__Written request A__. Please reproduce the entries verbatim, starting with the line that contains "[mark] sky (a" and going on through the line that contains "point(393, 25)".

Telegram Ads Compliance Audit 2026: Which Operators Include Required Disclaimers — and Which Don't
An analysis of regulatory compliance signals in 912 Telegram ad creatives across 12 markets. Risk disclaimers, license disclosures, gambling warnings — who's compliant, who's gaming the system, and how geography determines the rules.
Key finding#
In our archive of 912 indexed Telegram ad creatives, 63% of financial product ads targeting EU audiences include mandatory risk disclaimers — compared with only 8% of the same brands' creatives targeting non-EU audiences. This gap is not coincidence. It is regulatory arbitrage in practice: the same advertiser, running the same product, deliberately stripping legal disclosures the moment they exit the jurisdiction that enforces them.
This audit documents what that looks like — across verticals, operators, and geographies.
Why Telegram specifically#
Most compliance research focuses on Google Ads or Meta Ads, where platform-level enforcement creates a floor of accountability. Telegram's sponsored-message system has no such floor. There is no centralized creative review, no automated disclaimer detection, and no mechanism to match an advertiser's creative to their regulatory status in a given country.
This creates a uniquely measurable environment for compliance researchers: the absence of platform enforcement means that advertiser behavior is the only compliance signal. What ends up in a creative is what the advertiser chose to put there — or chose to omit.
Our archive currently holds 912 distinct ad creatives across 557 identified advertisers, spanning 12 active advertising markets. This audit covers the subset of creatives where compliance signals are detectable: financial products (crypto, forex/CFD), gambling and sports betting, and binary options.
Compliance taxonomy by regulatory regime#
The table below defines what "compliant" means in each major jurisdiction that generates significant Telegram ad volume. Penalty figures and enforcement rates are estimated from public enforcement actions and regulator annual reports.

__Records for this task__.

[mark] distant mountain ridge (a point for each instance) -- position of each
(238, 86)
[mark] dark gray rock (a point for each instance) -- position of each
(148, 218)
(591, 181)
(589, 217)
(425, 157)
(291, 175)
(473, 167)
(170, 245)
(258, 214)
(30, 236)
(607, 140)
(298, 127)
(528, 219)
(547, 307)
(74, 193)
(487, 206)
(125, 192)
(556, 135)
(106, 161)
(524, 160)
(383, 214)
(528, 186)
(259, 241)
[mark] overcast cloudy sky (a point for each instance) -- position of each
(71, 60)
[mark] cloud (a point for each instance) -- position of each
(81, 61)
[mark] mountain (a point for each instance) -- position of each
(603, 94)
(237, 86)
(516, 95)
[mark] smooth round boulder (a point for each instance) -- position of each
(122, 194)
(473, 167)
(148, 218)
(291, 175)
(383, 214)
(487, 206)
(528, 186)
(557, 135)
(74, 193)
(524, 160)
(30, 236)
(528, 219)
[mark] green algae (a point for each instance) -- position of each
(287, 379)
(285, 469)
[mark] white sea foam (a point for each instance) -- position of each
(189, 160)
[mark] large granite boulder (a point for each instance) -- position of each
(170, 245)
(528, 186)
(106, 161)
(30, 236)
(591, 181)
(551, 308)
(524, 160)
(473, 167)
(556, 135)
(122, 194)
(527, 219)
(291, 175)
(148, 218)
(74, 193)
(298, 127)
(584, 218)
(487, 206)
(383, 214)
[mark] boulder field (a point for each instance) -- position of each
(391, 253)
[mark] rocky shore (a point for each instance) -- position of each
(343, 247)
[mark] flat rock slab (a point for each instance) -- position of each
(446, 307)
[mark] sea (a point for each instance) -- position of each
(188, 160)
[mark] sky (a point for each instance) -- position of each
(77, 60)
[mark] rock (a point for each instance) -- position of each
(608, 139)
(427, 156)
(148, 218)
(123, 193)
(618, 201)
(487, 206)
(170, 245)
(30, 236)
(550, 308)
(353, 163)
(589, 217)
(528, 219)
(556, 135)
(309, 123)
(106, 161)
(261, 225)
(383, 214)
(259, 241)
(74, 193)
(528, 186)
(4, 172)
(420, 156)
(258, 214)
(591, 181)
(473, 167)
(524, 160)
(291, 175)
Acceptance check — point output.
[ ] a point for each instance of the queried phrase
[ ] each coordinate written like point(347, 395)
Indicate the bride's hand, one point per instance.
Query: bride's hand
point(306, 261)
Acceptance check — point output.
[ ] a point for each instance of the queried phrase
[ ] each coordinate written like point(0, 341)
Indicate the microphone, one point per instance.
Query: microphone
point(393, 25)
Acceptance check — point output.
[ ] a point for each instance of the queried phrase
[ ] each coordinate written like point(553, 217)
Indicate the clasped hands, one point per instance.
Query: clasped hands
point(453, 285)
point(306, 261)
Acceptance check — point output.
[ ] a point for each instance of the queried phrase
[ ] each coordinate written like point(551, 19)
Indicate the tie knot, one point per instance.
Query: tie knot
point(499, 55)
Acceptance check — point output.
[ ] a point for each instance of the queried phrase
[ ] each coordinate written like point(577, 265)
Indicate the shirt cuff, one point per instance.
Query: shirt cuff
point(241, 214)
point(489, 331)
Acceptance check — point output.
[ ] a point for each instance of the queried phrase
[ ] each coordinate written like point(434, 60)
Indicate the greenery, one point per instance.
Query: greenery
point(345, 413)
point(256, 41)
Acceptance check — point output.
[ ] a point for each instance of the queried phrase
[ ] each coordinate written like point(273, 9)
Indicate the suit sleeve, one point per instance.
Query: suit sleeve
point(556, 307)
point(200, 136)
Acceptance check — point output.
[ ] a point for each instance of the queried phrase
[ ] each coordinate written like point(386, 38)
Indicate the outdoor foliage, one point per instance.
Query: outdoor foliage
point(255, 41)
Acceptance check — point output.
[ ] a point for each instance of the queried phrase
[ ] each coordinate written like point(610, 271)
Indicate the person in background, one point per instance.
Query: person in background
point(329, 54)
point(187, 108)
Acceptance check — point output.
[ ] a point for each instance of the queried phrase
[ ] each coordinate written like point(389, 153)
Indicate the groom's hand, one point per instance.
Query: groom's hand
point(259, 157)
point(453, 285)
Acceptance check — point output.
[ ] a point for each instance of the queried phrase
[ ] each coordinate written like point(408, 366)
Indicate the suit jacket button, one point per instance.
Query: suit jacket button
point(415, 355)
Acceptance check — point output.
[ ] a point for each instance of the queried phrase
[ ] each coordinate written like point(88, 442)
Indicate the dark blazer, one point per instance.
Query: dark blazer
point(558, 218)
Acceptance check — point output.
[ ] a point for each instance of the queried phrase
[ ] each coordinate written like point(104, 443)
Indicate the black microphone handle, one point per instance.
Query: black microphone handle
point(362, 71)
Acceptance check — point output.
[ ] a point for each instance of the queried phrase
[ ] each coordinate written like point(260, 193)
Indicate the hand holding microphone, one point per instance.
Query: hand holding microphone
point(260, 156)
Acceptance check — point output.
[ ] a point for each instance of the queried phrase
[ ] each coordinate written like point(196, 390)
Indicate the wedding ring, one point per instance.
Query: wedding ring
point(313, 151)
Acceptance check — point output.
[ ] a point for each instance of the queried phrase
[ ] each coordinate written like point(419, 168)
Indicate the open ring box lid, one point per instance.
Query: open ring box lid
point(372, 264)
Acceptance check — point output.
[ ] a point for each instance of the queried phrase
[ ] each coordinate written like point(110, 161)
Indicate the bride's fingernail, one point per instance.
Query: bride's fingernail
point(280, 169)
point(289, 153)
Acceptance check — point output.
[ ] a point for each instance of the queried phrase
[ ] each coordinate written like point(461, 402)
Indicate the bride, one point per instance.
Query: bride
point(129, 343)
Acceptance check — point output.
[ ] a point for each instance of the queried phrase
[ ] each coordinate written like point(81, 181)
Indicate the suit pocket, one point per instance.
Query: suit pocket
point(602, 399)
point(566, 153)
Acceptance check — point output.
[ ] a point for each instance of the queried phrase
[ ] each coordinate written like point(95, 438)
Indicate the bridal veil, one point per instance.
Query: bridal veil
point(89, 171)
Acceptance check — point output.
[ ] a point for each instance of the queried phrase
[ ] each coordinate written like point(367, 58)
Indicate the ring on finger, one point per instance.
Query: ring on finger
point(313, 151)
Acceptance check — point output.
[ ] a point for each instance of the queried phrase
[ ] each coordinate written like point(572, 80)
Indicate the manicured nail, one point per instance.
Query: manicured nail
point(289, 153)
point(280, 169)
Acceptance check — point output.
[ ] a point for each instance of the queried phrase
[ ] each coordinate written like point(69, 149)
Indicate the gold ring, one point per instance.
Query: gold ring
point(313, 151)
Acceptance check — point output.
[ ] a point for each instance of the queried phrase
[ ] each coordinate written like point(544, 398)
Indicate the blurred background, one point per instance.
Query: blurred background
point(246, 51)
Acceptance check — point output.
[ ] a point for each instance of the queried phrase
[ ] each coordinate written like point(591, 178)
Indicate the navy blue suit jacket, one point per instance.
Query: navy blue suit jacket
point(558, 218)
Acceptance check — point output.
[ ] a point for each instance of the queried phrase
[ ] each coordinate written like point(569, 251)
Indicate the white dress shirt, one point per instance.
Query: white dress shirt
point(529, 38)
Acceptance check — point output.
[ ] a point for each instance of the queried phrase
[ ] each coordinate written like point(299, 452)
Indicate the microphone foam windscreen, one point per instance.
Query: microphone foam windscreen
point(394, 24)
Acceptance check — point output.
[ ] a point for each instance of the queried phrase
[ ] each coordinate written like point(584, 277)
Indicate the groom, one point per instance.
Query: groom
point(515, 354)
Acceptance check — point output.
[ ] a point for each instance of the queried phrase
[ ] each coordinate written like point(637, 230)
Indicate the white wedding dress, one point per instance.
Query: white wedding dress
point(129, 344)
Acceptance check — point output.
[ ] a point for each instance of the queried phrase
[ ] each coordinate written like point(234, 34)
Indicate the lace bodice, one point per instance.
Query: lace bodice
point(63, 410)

__Written request B__. Summarize the Telegram ads compliance audit in two sentences.

__Full response A__.
[mark] sky (a point for each instance) -- position of each
(77, 60)
[mark] rock (a point for each instance) -- position of each
(608, 139)
(427, 156)
(148, 218)
(123, 193)
(618, 201)
(487, 206)
(170, 245)
(30, 236)
(550, 308)
(353, 163)
(589, 217)
(528, 219)
(556, 135)
(309, 123)
(106, 161)
(261, 225)
(383, 214)
(259, 241)
(74, 193)
(528, 186)
(4, 172)
(420, 156)
(258, 214)
(591, 181)
(473, 167)
(524, 160)
(291, 175)
Acceptance check — point output.
[ ] a point for each instance of the queried phrase
[ ] each coordinate written like point(347, 395)
Indicate the bride's hand, one point per instance.
Query: bride's hand
point(306, 261)
Acceptance check — point output.
[ ] a point for each instance of the queried phrase
[ ] each coordinate written like point(0, 341)
Indicate the microphone, one point per instance.
Query: microphone
point(393, 25)

__Full response B__. The audit of 912 Telegram ad creatives across 12 markets finds that 63% of financial product ads aimed at EU audiences include mandatory risk disclaimers, compared with only 8% of the same brands' creatives aimed at non-EU audiences, a gap it calls regulatory arbitrage. Telegram's sponsored-message system has no centralized creative review or automated disclaimer detection, which makes advertiser behavior the only compliance signal; the audit examines creatives for crypto, forex/CFD, gambling and sports betting, and binary options.